::: Extrait à lire

Nous avons encore un témoignage de l’indépendance des évêques à l’égard de l’église de Rome dans une lettre de Cyprien à des églises d’Espagne, écrite par lui et portant les noms d’une quarantaine d’évêques africains qu’il avait assemblés en concile (lettre 67). Il y est question de deux évêques espagnols qui avaient été déposés comme Tombés. L’un d’eux, quand déjà il avait été remplacé, avait eu l’idée d’aller à Rome, où il avait sollicité et obtenu de Stephanus que celui-ci invitât ses collègues à lui rendre ses fonctions. Sans oser dire, remarquons-le, que cette invitation n’ait pas sa valeur, les Africains disent que Stephanus a été trompé, qu’il est trop loin, qu’il n’a pas su comment les choses s’étaient passées, et enfin ils concluent à ne pas tenir compte de sa demande, et à ce que celui pour qui il intercédait demeure déposé.

Il est donc certain qu’au IIIe siècle l’évêque de Rome n’était pas un chef de l’église, et n’avait aucune autorité reconnue. Mais il est certain également qu’il exerçait néanmoins une très grande autorité morale ; que chacun recourait à lui et cherchait à le mettre de son côté ; que ceux mêmes qui lui résistaient craignaient de rompre avec lui, et croyaient faire assez s’ils pouvaient se maintenir libres chez eux, sans essayer d’agir au dehors. On sent bien ici, par exemple, que Rome n’a qu’à attendre, et que le jour où elle ne trouvera plus devant elle, sur le siège de Carthage, un personnage aussi considérable que Cyprien, elle ramènera cette église à son obéissance avec l’Occident tout entier. Cyprien le sent lui-même sans doute, et c’est ce qui fait son irritation et celle de ses amis. Et, en effet, la doctrine soutenue par Stephanus, qu’il n’y a pas lieu de rebaptiser ceux qui ont reçu le baptême des hérétiques, était déjà au temps d’Augustin et est restée depuis lors celle de toute l’église.

On trouve encore dans les lettres de Cyprien la trace de quelques autres contestations. On disputait, par exemple, sur la question de savoir si le baptême était valable quand il était donné seulement par aspersion à un malade couché dans son lit, et qui ne pouvait le recevoir par immersion, suivant la coutume d’alors (lettre 69).

::::::
::: Données des exercices

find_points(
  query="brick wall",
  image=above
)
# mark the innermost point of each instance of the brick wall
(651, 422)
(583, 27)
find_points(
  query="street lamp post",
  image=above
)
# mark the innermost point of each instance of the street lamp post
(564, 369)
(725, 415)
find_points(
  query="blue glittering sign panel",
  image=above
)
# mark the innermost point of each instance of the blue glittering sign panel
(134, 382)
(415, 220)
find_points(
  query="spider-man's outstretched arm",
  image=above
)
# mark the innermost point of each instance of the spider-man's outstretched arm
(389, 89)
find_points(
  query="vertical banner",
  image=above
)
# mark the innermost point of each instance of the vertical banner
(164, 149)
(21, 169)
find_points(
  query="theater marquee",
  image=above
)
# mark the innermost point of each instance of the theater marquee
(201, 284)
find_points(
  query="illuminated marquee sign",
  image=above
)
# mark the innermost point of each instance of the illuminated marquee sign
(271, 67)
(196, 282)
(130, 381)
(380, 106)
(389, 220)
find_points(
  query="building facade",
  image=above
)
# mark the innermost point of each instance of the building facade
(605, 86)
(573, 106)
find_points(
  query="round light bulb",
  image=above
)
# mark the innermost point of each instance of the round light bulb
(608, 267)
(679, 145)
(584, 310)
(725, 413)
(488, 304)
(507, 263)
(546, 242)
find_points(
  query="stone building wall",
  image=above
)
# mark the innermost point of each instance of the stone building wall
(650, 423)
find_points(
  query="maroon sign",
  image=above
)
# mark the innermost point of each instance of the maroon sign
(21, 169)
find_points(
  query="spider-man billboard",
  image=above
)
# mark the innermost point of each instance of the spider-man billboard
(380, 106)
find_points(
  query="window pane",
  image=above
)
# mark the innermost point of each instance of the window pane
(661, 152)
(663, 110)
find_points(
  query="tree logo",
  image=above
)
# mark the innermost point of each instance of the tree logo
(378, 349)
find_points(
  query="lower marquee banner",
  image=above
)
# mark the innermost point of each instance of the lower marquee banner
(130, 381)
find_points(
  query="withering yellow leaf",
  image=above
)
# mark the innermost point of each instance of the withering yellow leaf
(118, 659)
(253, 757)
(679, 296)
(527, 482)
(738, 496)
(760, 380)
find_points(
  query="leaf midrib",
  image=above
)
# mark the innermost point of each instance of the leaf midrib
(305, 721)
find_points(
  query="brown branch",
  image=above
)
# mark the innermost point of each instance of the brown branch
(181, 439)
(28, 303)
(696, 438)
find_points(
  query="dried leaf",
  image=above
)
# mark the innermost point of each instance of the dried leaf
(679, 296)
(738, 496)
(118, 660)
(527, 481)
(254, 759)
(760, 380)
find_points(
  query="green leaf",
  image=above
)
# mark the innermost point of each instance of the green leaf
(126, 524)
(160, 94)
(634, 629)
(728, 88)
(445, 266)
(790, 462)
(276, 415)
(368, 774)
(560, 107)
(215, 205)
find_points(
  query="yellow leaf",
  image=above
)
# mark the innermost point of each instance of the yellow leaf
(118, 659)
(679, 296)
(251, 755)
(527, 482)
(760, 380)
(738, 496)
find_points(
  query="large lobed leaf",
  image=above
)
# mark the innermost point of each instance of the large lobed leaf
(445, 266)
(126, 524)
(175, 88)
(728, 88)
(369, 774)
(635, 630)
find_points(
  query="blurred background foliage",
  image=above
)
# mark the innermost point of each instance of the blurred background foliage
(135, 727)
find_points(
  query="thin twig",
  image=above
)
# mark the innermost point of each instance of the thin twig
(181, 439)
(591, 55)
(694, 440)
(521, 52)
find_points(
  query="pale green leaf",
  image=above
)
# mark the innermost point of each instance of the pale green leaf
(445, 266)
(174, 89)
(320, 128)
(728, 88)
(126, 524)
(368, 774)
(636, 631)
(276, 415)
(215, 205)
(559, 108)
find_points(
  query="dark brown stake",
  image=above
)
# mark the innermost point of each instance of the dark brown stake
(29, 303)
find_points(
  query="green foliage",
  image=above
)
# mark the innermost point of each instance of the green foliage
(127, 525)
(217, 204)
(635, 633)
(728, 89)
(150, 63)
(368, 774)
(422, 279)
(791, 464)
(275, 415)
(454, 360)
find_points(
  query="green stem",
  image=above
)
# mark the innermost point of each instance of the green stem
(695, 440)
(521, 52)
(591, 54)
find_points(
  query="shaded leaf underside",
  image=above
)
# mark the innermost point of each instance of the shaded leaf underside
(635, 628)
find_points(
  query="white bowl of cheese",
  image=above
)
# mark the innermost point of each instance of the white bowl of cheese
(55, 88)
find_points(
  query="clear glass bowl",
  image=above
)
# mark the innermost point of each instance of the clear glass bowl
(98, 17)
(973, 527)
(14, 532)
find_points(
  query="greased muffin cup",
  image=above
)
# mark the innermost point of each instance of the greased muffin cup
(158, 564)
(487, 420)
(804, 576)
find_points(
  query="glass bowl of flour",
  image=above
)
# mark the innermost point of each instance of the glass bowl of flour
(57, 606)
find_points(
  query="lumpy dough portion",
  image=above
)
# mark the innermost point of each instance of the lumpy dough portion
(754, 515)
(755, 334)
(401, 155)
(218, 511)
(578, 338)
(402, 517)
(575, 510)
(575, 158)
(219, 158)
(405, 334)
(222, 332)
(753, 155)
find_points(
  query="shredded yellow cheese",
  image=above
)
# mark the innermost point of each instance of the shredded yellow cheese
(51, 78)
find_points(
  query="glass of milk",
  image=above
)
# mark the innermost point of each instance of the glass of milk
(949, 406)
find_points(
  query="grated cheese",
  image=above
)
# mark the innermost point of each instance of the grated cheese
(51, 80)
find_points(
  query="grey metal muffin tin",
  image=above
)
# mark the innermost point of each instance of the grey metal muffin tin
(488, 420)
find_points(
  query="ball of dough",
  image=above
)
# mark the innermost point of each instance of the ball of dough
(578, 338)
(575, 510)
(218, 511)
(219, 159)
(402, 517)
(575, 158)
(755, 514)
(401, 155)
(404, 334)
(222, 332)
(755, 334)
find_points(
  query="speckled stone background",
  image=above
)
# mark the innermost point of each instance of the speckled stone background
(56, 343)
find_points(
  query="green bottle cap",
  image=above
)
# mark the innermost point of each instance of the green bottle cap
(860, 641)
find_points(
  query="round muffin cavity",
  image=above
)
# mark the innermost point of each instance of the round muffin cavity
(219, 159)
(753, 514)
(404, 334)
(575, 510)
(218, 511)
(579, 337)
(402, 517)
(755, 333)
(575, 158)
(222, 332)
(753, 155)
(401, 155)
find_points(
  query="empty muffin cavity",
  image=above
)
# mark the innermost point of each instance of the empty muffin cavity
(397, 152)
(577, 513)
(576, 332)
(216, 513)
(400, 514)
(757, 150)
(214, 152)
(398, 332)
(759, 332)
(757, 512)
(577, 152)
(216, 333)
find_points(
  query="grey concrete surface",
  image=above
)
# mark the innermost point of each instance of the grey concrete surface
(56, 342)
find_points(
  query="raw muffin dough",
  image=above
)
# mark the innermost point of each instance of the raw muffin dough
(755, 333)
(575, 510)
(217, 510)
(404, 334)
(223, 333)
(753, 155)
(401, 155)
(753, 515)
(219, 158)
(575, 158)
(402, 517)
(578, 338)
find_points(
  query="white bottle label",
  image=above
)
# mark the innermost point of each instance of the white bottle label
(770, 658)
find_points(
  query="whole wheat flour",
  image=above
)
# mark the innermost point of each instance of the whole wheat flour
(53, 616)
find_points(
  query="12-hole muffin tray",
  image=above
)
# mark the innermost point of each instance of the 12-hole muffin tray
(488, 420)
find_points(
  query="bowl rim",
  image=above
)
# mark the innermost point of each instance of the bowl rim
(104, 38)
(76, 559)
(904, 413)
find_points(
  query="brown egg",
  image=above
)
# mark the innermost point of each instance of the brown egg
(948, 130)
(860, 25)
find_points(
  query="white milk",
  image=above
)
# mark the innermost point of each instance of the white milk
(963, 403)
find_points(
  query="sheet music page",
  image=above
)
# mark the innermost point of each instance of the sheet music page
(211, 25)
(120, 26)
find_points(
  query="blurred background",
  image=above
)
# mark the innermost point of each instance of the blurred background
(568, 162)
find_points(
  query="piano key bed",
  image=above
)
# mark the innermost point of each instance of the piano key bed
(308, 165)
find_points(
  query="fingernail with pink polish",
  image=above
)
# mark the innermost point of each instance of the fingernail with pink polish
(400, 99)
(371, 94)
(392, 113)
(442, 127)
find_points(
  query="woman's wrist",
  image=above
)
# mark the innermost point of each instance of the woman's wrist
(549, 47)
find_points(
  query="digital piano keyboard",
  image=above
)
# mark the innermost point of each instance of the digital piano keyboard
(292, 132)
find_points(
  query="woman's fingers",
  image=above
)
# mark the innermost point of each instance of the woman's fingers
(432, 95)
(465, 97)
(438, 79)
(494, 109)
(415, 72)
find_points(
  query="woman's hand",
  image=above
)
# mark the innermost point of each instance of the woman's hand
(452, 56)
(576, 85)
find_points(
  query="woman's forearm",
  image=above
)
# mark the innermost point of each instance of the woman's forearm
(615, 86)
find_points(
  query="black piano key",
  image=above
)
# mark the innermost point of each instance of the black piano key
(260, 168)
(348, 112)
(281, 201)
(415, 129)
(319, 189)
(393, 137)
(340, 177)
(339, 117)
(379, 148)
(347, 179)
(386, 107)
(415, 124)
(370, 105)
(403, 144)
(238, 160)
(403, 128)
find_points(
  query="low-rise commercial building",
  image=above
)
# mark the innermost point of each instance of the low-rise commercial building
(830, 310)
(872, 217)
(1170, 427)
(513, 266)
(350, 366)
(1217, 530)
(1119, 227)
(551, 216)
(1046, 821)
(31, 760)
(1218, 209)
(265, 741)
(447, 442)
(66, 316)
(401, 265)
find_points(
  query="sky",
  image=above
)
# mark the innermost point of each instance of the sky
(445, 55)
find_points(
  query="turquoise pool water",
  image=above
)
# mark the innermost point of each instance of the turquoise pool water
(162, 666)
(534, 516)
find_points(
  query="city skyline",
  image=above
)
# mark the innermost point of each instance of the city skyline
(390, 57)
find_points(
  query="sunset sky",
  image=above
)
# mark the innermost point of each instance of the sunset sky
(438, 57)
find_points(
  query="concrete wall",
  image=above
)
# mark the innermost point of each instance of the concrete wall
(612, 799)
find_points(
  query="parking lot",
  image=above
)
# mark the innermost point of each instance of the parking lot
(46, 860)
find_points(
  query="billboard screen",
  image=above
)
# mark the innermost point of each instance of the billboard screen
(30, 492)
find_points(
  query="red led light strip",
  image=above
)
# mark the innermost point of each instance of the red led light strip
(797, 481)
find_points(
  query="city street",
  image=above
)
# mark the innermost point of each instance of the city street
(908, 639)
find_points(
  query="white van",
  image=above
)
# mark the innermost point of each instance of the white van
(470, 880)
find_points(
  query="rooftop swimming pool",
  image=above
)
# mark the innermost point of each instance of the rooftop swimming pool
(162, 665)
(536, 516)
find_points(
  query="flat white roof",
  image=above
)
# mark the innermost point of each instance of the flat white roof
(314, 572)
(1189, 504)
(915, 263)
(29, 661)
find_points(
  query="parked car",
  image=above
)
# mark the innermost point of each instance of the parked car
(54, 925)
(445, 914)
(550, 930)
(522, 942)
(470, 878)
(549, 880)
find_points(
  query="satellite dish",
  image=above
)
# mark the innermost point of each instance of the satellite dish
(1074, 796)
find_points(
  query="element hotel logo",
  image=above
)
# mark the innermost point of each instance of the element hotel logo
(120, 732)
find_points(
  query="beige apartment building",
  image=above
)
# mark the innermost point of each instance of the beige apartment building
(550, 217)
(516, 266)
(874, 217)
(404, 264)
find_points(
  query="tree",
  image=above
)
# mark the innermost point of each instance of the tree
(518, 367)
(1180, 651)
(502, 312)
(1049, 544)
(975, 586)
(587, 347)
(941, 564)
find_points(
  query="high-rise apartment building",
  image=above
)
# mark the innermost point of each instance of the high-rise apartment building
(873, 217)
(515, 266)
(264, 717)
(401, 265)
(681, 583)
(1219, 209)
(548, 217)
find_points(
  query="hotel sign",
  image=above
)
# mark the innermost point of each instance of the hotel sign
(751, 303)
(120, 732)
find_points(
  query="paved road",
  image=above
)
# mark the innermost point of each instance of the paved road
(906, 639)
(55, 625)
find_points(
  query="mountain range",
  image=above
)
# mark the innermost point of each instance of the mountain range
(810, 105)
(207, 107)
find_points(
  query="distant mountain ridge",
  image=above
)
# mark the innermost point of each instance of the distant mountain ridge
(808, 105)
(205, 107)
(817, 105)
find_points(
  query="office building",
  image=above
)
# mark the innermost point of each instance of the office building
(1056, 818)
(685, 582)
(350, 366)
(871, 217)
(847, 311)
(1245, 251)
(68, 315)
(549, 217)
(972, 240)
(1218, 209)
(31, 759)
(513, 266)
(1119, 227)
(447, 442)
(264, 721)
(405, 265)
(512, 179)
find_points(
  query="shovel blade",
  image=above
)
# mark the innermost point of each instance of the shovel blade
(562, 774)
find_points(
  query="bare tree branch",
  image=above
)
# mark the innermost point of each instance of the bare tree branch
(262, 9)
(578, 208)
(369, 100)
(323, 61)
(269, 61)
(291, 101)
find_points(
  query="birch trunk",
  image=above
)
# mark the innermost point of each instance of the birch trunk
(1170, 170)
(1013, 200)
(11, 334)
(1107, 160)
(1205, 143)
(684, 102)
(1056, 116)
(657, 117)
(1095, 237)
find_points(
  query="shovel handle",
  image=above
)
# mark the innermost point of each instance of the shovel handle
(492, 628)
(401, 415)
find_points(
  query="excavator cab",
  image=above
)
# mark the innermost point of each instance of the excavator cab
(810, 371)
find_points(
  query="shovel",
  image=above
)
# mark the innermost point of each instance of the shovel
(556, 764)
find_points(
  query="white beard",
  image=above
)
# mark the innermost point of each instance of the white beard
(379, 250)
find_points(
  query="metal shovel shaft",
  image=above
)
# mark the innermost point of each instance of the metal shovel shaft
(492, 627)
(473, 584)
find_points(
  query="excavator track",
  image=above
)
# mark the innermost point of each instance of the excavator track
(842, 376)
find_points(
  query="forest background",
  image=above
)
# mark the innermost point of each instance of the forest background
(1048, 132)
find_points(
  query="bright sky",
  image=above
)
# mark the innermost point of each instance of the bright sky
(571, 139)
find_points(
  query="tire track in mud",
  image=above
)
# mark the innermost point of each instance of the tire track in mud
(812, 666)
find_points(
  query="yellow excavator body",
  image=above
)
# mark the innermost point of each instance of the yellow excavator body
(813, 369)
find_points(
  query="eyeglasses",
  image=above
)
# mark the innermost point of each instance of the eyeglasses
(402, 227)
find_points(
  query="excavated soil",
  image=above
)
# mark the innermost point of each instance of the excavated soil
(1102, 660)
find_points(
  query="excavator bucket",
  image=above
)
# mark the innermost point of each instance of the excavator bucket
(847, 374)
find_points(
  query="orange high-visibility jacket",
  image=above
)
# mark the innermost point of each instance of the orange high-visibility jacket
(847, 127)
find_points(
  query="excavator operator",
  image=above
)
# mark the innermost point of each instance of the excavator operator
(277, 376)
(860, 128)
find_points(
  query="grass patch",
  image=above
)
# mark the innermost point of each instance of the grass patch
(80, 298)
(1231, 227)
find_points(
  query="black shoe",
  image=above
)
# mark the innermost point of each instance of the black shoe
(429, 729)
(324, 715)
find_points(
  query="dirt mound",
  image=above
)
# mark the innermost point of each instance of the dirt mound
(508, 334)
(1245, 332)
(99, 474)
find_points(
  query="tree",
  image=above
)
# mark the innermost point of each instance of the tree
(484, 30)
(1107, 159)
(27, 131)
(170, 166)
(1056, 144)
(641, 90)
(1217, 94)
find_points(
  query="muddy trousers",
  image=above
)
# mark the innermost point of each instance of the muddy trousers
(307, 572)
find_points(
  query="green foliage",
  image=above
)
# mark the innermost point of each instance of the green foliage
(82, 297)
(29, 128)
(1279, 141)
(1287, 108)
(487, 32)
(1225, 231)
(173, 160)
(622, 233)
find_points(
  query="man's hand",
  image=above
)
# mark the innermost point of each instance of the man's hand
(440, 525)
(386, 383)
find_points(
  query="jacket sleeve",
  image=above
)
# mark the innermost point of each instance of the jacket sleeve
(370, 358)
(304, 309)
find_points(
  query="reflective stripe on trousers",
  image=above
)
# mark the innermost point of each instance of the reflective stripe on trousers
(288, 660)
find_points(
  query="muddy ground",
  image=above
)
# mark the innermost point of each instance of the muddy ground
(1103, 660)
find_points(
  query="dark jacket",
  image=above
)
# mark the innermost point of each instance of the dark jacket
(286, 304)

::::::

Questions et exercices:
• 1. Relevez tous les noms de personnes qui figurent dans l'extrait sur l'évêque de Rome au IIIe siècle.
• 2. Combien de lignes des entrées contiennent la chaîne « clear » ? Indiquez uniquement ce nombre.

Corrigé des exercices:
• 1. Cyprien, Stephanus, Augustin.

• 2. 2